--- TO BE DONE ---
Gather every line below that contains the word "array", and copy each of those lines in full.
########
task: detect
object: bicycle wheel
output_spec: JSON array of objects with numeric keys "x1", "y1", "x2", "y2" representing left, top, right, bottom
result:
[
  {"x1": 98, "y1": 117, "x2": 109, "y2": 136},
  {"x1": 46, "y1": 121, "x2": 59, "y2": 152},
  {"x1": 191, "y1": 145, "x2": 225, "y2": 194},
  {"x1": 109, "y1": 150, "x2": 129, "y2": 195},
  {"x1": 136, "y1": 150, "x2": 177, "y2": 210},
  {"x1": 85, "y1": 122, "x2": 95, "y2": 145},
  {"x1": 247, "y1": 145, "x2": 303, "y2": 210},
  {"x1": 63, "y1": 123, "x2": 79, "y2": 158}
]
########
--- CORRECT ANSWER ---
output_spec: JSON array of objects with numeric keys "x1", "y1", "x2", "y2" representing left, top, right, bottom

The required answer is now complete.